• **TEXT SECTION**:
Faster HDBSCAN Soft Clustering with RAPIDS cuML

HDBSCAN is a state-of-the-art, density-based clustering algorithm that has become popular in domains as varied as topic modeling, genomics, and geospatial…

HDBSCAN is a state-of-the-art, density-based clustering algorithm that has become popular in domains as varied as topic modeling, genomics, and geospatial analytics.

RAPIDS cuML has provided accelerated HDBSCAN since the 21.10 release in October 2021, as detailed in GPU-Accelerated Hierarchical DBSCAN with RAPIDS cuML – Let’s Get Back To The Future. However, support for soft clustering (also known as fuzzy clustering) was not included. With soft clustering, a vector of values (rather than a single cluster label) is created for each point representing the probability that the point is a member of each cluster.

Performing HDBSCAN soft clustering on CPUs has been slow. It can take hours or even days on medium-sized datasets due to the heavy computational burden. Now, in the 22.10 RAPIDS release, cuML provides accelerated soft clustering for HDBSCAN, enabling the use of this technique on large datasets.

This post highlights the importance of using soft clustering to better capture nuance in downstream analysis and the performance gains possible with RAPIDS. In a document clustering example, soft clustering that takes hours on a CPU can be completed in seconds with cuML on a GPU.

Soft clustering code

In the CPU-based scikit-learn-contrib/hdbscan library, soft clustering is available through the all_points_membership_vectors top-level module function.

cuML matches this API:

import cuml

blobs, labels = cuml.datasets.make_blobs(n_samples=2000, n_features=10, random_state=12)

clusterer = cuml.cluster.hdbscan.HDBSCAN(prediction_data=True)
clusterer.fit(blobs)
cuml.cluster.hdbscan.all_points_membership_vectors(clusterer)

Why soft clustering

In many clustering algorithms, each record in a dataset is either assigned to a single cluster or considered noise and not assigned to any clusters. However, in the real world, many records do not perfectly fit into a single cluster. HDBSCAN acknowledges this reality by providing a mechanism for soft clustering by representing the degree to which each point belongs to each cluster. This is similar to other algorithms such as mixture models and fuzzy c-means.

Imagine a news article about a sports-themed musical. If you wanted to assign the article to a cluster, would it belong to a sports cluster or a musical cluster? Perhaps a smaller cluster specifically for sports-themed musicals? Or should it have some level of membership in both clusters?

By forcing the choice of a single label, this nuance is lost, which can be significant when the results of clustering are used for downstream analysis or actions. If only a sports label is assigned, would a recommendation system surface the article to readers also interested in musicals? What about the inverse (a reader interested in one but not the other)? This article should be potentially in the queue for readers interested in either or both of these topics.

Soft clustering solves this problem, enabling actions based on thresholds for each category and creating applications that provide a better experience.

• **SUPPLIED INFORMATION**:
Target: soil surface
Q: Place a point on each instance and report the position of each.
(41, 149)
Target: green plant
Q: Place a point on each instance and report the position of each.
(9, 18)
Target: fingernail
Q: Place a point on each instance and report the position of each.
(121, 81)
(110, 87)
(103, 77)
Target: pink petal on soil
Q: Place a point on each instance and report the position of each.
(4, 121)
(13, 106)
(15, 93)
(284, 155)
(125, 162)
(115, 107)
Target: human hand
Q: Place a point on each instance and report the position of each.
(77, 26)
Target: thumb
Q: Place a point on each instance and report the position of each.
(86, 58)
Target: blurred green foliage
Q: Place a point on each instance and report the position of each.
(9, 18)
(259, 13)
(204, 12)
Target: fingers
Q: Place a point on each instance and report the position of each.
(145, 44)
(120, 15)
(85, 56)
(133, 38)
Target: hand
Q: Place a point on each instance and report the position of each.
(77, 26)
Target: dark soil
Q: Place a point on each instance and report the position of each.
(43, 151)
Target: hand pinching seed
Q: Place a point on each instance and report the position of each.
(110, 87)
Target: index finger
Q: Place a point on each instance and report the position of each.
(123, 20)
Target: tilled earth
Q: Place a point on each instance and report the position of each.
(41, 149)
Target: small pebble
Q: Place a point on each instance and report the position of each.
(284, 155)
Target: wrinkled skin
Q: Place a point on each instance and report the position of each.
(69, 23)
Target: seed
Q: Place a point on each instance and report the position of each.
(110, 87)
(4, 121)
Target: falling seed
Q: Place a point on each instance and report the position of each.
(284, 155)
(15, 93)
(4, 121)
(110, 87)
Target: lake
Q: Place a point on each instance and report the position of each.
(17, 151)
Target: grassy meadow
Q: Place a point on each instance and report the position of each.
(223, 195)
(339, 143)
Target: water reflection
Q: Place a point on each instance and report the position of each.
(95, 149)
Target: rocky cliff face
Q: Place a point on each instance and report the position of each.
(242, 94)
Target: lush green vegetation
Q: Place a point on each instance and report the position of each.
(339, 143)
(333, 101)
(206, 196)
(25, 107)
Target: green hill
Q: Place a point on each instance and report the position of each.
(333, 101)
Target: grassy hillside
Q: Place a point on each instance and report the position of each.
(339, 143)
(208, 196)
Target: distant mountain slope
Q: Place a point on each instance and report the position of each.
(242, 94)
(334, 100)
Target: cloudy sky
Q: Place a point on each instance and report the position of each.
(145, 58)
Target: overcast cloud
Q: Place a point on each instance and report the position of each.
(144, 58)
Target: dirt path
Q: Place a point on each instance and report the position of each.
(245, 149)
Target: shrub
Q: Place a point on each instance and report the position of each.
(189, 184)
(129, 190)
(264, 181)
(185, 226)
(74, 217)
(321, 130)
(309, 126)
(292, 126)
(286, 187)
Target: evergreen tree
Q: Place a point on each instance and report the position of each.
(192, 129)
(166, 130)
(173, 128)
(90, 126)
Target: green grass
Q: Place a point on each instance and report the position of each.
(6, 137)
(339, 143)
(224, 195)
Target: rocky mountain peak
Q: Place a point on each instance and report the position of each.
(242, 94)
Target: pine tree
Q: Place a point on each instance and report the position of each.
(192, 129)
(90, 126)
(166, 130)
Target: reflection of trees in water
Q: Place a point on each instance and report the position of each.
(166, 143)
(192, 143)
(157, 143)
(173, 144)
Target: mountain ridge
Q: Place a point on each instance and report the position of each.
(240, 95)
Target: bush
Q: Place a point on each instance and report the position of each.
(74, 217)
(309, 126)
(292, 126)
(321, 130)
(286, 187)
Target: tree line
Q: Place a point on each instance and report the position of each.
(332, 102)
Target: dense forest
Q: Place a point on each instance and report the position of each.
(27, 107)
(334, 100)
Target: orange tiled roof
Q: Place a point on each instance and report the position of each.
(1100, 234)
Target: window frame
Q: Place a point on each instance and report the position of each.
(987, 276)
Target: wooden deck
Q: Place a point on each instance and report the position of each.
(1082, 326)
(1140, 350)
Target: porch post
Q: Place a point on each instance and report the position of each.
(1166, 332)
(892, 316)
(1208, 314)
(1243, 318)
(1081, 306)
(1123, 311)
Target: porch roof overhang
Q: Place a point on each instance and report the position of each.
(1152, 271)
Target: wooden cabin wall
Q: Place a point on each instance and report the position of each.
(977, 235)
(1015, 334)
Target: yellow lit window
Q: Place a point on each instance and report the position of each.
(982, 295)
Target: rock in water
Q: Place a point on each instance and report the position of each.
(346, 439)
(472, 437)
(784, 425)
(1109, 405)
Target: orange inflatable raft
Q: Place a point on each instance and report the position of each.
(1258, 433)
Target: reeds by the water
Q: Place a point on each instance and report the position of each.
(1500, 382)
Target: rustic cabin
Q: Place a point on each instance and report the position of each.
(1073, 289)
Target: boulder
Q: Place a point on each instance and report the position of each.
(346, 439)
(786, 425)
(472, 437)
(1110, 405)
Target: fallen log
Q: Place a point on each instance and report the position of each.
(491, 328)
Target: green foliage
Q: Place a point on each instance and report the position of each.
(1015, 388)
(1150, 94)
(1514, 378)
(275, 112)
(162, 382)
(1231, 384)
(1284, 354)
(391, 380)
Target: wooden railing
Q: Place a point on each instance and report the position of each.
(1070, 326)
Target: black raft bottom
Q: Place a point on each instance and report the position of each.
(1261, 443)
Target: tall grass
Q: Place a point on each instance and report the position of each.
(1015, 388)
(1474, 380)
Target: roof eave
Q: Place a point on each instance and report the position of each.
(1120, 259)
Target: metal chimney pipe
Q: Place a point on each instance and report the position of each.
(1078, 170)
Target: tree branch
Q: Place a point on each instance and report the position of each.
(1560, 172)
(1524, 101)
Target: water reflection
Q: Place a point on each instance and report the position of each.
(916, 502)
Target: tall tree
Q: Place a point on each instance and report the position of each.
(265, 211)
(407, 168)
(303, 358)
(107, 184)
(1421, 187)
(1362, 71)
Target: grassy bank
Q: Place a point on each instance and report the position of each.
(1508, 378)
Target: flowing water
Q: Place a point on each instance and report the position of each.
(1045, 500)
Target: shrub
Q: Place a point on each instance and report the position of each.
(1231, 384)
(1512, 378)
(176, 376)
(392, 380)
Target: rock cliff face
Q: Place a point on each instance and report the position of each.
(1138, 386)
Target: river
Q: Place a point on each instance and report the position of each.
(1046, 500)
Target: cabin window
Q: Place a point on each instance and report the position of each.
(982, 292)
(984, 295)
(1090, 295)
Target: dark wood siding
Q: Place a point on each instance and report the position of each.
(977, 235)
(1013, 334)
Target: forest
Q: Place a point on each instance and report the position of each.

• **INSTRUCTIONS**:
• A. Answer from the HDBSCAN soft clustering post:
(i) In which RAPIDS release, and in what month and year, did cuML first provide accelerated HDBSCAN?
(ii) In which RAPIDS release does cuML add accelerated soft clustering for HDBSCAN?
(iii) Which top-level module function gives soft clustering in the scikit-learn-contrib/hdbscan library?
• B. Carry the HDBSCAN soft clustering post on from its final sentence.
The records have no role in this work.

• **ANSWERS PROVIDED**:
• A.
(i) The 21.10 release, in October 2021.
(ii) The 22.10 release.
(iii) all_points_membership_vectors.

• B.
Example of document clustering

You can use document clustering to measure the potential real-world performance benefits and impact of cuML’s accelerated soft clustering.

Many modern document clustering workflows are composed of the following steps:

Convert each document into a numeric representation (often using neural network embeddings)
Reduce the dimensionality of the numeric-transformed documents
Perform clustering on the dimension-reduced dataset
Take actions based on the results

If you would like to run the workflow on your system, a Jupyter Notebook is available by visiting hdbscan-blog.ipynb on GitHub.

Preparing the dataset

This example uses the A Million News Headlines dataset from Kaggle, which contains over 1 million news article headlines from the Australian Broadcasting Corporation.

After downloading the dataset, convert each headline into an embedding vector. To do this, use the all-MiniLM-L6-v2 neural network from the Sentence Transformers library. Note that a few other libraries imported will be used later.

import numpy as np
import pandas as pd
import cuml
from sentence_transformers import SentenceTransformer

N_HEADLINES = 10000

model = SentenceTransformer('all-MiniLM-L6-v2')

df = pd.read_csv("/path/to/million-headlines.zip")
embeddings = model.encode(df.headline_text[:N_HEADLINES])

Reducing dimensionality

With the embeddings ready, reduce the dimensionality down to five features using cuML’s UMAP. This example is only using 10,000 records, as it is intended as a guide.

For reproducibility, set a random_state. The results in this workflow may differ slightly when run on your machine, depending on the UMAP results.

umap = cuml.manifold.UMAP(n_components=5, n_neighbors=15, min_dist=0.0, random_state=12)
reduced_data = umap.fit_transform(embeddings)

Soft clustering

Next, fit the HDBSCAN model on the dataset and enable using all_points_membership_vectors for soft clustering by setting prediction_data=True. Also set min_cluster_size=50, which means that groupings of fewer than 50 headlines will be considered as part of another cluster (or noise), rather than as a separate cluster.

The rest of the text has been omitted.